◆ Quoted passage:

2. Study Area and Data

2.1. Study Area

The Tibetan Plateau is the world’s highest plateau, with an average elevation exceeding 4000 m. It has a unique alpine climate and abundant ice and snow resources. The plateau has a vast river network, serving as the source of Asia’s major rivers [15,16]. The cold climate of the Tibetan Plateau leads to the formation of river ice in many rivers during winter [17], especially in higher-altitude regions, such as the upper reaches of the Yarlung Tsangpo and Nujiang Rivers. Since rivers often pass through valleys with significant terrain undulations [18], river ice is affected by factors such as altitude, river channel type, water depth, and water quality, and the morphology of river ice formed in different river sections varies significantly.

This study presents the selection of sample points and the distribution of validation regions on the Tibetan Plateau [19] (Figure 1). Considering the diversity of river ice under the complex topography of the plateau, 16 validation areas were selected based on six factors: river type, elevation, river width, ice period, satellite data, and snow cover interference. Twenty images with cloud cover below 30% were filtered to comprehensively represent the characteristics of river ice in high-altitude, complex terrains (Figure 2).

2.2. Satellite Data

The study primarily used Landsat 8, Level 2, Collection 2, and Tier 1 satellite data (hereafter referred to as Landsat 8) as training and validation data. The Landsat 8 data accessed through the Google Earth Engine (GEE) platform already meets geometric and radiometric quality requirements. This dataset has a 16-day revisit period and includes four visible bands, one near-infrared (VNIR) band, and two shortwave infrared (SWIR) bands, all with a spatial resolution of 30 m [20].

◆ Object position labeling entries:
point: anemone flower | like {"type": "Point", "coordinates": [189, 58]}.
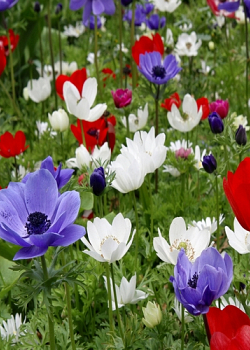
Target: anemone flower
{"type": "Point", "coordinates": [33, 216]}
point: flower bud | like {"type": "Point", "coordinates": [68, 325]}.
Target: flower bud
{"type": "Point", "coordinates": [122, 98]}
{"type": "Point", "coordinates": [216, 123]}
{"type": "Point", "coordinates": [241, 136]}
{"type": "Point", "coordinates": [97, 181]}
{"type": "Point", "coordinates": [209, 163]}
{"type": "Point", "coordinates": [152, 315]}
{"type": "Point", "coordinates": [59, 120]}
{"type": "Point", "coordinates": [37, 7]}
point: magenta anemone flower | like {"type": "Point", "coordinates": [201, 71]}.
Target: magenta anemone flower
{"type": "Point", "coordinates": [33, 216]}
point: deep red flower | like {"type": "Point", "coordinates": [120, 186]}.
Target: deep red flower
{"type": "Point", "coordinates": [213, 4]}
{"type": "Point", "coordinates": [96, 133]}
{"type": "Point", "coordinates": [2, 61]}
{"type": "Point", "coordinates": [237, 190]}
{"type": "Point", "coordinates": [14, 38]}
{"type": "Point", "coordinates": [77, 78]}
{"type": "Point", "coordinates": [173, 99]}
{"type": "Point", "coordinates": [204, 103]}
{"type": "Point", "coordinates": [11, 146]}
{"type": "Point", "coordinates": [145, 44]}
{"type": "Point", "coordinates": [229, 328]}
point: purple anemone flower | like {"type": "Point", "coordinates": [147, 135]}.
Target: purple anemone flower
{"type": "Point", "coordinates": [97, 7]}
{"type": "Point", "coordinates": [62, 176]}
{"type": "Point", "coordinates": [34, 217]}
{"type": "Point", "coordinates": [156, 71]}
{"type": "Point", "coordinates": [197, 285]}
{"type": "Point", "coordinates": [154, 22]}
{"type": "Point", "coordinates": [7, 4]}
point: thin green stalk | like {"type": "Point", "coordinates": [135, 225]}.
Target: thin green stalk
{"type": "Point", "coordinates": [120, 40]}
{"type": "Point", "coordinates": [96, 59]}
{"type": "Point", "coordinates": [68, 299]}
{"type": "Point", "coordinates": [182, 326]}
{"type": "Point", "coordinates": [217, 212]}
{"type": "Point", "coordinates": [51, 53]}
{"type": "Point", "coordinates": [50, 312]}
{"type": "Point", "coordinates": [132, 40]}
{"type": "Point", "coordinates": [116, 305]}
{"type": "Point", "coordinates": [137, 230]}
{"type": "Point", "coordinates": [111, 323]}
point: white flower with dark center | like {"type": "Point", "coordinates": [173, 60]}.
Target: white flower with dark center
{"type": "Point", "coordinates": [166, 5]}
{"type": "Point", "coordinates": [74, 31]}
{"type": "Point", "coordinates": [239, 239]}
{"type": "Point", "coordinates": [137, 122]}
{"type": "Point", "coordinates": [189, 118]}
{"type": "Point", "coordinates": [11, 328]}
{"type": "Point", "coordinates": [192, 240]}
{"type": "Point", "coordinates": [187, 45]}
{"type": "Point", "coordinates": [208, 223]}
{"type": "Point", "coordinates": [126, 293]}
{"type": "Point", "coordinates": [108, 243]}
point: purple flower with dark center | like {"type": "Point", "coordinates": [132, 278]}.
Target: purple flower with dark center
{"type": "Point", "coordinates": [216, 123]}
{"type": "Point", "coordinates": [34, 217]}
{"type": "Point", "coordinates": [90, 23]}
{"type": "Point", "coordinates": [197, 285]}
{"type": "Point", "coordinates": [62, 176]}
{"type": "Point", "coordinates": [97, 181]}
{"type": "Point", "coordinates": [154, 22]}
{"type": "Point", "coordinates": [7, 4]}
{"type": "Point", "coordinates": [156, 71]}
{"type": "Point", "coordinates": [209, 163]}
{"type": "Point", "coordinates": [97, 7]}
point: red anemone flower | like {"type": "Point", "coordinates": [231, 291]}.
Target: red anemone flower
{"type": "Point", "coordinates": [14, 38]}
{"type": "Point", "coordinates": [204, 103]}
{"type": "Point", "coordinates": [12, 146]}
{"type": "Point", "coordinates": [229, 328]}
{"type": "Point", "coordinates": [77, 78]}
{"type": "Point", "coordinates": [145, 44]}
{"type": "Point", "coordinates": [237, 190]}
{"type": "Point", "coordinates": [96, 133]}
{"type": "Point", "coordinates": [173, 99]}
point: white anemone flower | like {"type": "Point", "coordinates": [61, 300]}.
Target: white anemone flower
{"type": "Point", "coordinates": [80, 105]}
{"type": "Point", "coordinates": [137, 122]}
{"type": "Point", "coordinates": [74, 31]}
{"type": "Point", "coordinates": [108, 243]}
{"type": "Point", "coordinates": [187, 45]}
{"type": "Point", "coordinates": [39, 90]}
{"type": "Point", "coordinates": [190, 117]}
{"type": "Point", "coordinates": [192, 240]}
{"type": "Point", "coordinates": [239, 239]}
{"type": "Point", "coordinates": [166, 6]}
{"type": "Point", "coordinates": [208, 223]}
{"type": "Point", "coordinates": [126, 293]}
{"type": "Point", "coordinates": [85, 159]}
{"type": "Point", "coordinates": [129, 172]}
{"type": "Point", "coordinates": [11, 328]}
{"type": "Point", "coordinates": [178, 310]}
{"type": "Point", "coordinates": [148, 148]}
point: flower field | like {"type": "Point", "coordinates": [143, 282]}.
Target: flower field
{"type": "Point", "coordinates": [124, 175]}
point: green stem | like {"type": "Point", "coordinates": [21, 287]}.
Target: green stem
{"type": "Point", "coordinates": [137, 230]}
{"type": "Point", "coordinates": [217, 212]}
{"type": "Point", "coordinates": [96, 59]}
{"type": "Point", "coordinates": [182, 326]}
{"type": "Point", "coordinates": [116, 304]}
{"type": "Point", "coordinates": [111, 323]}
{"type": "Point", "coordinates": [68, 299]}
{"type": "Point", "coordinates": [49, 308]}
{"type": "Point", "coordinates": [51, 52]}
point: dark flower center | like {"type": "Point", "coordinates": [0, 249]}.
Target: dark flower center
{"type": "Point", "coordinates": [193, 281]}
{"type": "Point", "coordinates": [158, 72]}
{"type": "Point", "coordinates": [37, 223]}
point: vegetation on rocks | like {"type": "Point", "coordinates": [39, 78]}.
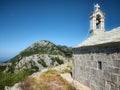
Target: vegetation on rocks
{"type": "Point", "coordinates": [49, 80]}
{"type": "Point", "coordinates": [9, 79]}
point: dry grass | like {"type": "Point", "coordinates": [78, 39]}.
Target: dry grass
{"type": "Point", "coordinates": [49, 80]}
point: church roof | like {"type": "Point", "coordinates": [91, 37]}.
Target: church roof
{"type": "Point", "coordinates": [102, 38]}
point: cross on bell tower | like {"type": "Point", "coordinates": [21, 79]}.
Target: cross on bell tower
{"type": "Point", "coordinates": [96, 21]}
{"type": "Point", "coordinates": [96, 7]}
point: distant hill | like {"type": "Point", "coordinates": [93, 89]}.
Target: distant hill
{"type": "Point", "coordinates": [39, 55]}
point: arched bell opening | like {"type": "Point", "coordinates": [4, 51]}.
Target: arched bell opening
{"type": "Point", "coordinates": [98, 21]}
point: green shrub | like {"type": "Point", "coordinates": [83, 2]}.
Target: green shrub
{"type": "Point", "coordinates": [8, 79]}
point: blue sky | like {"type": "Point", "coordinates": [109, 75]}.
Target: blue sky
{"type": "Point", "coordinates": [64, 22]}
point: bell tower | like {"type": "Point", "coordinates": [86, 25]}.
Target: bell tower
{"type": "Point", "coordinates": [96, 21]}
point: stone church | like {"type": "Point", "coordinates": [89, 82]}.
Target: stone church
{"type": "Point", "coordinates": [96, 61]}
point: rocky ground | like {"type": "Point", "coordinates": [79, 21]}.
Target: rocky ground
{"type": "Point", "coordinates": [65, 75]}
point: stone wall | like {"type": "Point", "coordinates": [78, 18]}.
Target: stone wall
{"type": "Point", "coordinates": [98, 67]}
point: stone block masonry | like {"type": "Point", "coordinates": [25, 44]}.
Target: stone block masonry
{"type": "Point", "coordinates": [98, 66]}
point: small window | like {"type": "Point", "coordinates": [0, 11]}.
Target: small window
{"type": "Point", "coordinates": [100, 65]}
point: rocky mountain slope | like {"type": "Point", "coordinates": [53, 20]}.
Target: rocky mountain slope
{"type": "Point", "coordinates": [39, 55]}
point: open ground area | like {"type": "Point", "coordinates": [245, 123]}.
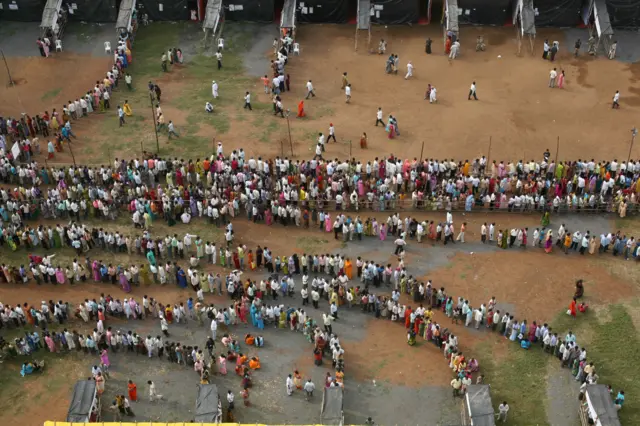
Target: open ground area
{"type": "Point", "coordinates": [384, 377]}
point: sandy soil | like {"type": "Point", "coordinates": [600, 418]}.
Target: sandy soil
{"type": "Point", "coordinates": [47, 83]}
{"type": "Point", "coordinates": [516, 110]}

◆ What is asked:
(1) In the passage on the Tibetan Plateau river ice study, what cloud cover limit was used to filter the twenty images?
(2) Extend the passage on the Tibetan Plateau river ice study by continuing it from its last sentence.

◆ Responses for each task:
(1) Cloud cover below 30%.

(2)
The study utilized 623 Landsat 8 images, which were synthesized through false-color composition to generate a river ice image of the Tibetan Plateau that was subsequently used to select sample data. The spectral data and coordinate information of the composite image were included as part of the feature dataset. Additionally, the study used 17 Landsat 8 images, one Landsat 5 image, one Landsat 7 image, and one Sentinel 2 image for visual interpretation and extraction of river ice as validation data.

2.3. Additional Data

Factors such as temperature, precipitation, elevation, and slope have significant correlations with river ice formation. Their combined effects can alter water flow and environmental conditions, impacting the formation and duration of ice. Therefore, the study incorporated climate and topographic data into the feature set for machine learning models. Climate data, such as temperature, were derived from the ERA5-Land Daily Aggregated dataset available on the GEE platform. This high-resolution reanalysis meteorological dataset provides daily global weather data with a spatial resolution of approximately 11 km [21]. Topographic data, including elevation and slope, were obtained from the NASA DEM Digital Elevation dataset on GEE, with a spatial resolution of 30 m [22].

The study also used river network data, glacier inventory data, lake data, and the vector boundary data of the Tibetan Plateau to define the river ice range. River network data played a pivotal role in delineating the river ice extent. The river network data used in this study came from the HydroSHEDS database, which includes approximately 8.5 million rivers worldwide, covering river segments with a catchment area of at least 10 square km or an average river flow of no less than 0.1 cubic m per second [23]. This dataset effectively covers small and medium-sized to large rivers on the Tibetan Plateau.

3. Methodology

3.1. Overall Scheme

The study employed three commonly used supervised machine learning methods available in GEE and designed an overall plan for evaluating the enhancement capability of machine learning in river ice identification on the Tibetan Plateau (Figure 3). First, the study collected and processed river ice extent data and sample data. Second, the machine learning models were trained, and the RDRI index was recalibrated for threshold values. Third, six aspects—river type, altitude, river width, ice period, satellite data, and snow cover interference—were selected to represent the diverse river ice features of the plateau’s complex terrain. Finally, the performance of machine learning methods and the traditional RDRI method in river ice identification was analyzed, assessing the ability of machine learning to enhance identification in high-altitude, complex terrains.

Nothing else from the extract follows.